(WHAT THE EXERCISE ASKS)
All lines from the one that mentions "the brick house" through the last of the entries below must be copied exactly, with both ends kept.

::::

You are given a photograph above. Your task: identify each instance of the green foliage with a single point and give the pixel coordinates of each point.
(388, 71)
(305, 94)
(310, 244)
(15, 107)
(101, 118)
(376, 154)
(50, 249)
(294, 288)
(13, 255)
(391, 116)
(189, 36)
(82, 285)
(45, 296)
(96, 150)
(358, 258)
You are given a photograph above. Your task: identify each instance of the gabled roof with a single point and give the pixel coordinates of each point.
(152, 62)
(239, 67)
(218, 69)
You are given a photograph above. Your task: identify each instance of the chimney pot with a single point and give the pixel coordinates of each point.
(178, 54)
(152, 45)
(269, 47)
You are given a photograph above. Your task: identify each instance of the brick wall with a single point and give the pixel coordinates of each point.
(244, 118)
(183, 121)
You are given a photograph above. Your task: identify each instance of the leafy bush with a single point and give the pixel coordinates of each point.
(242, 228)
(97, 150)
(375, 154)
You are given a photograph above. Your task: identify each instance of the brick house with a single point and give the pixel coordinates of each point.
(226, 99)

::::

(WRITTEN SOLUTION)
You are given a photograph above. Your task: identify each instance of the brick house with a single point and give the pixel coordinates of each point.
(226, 99)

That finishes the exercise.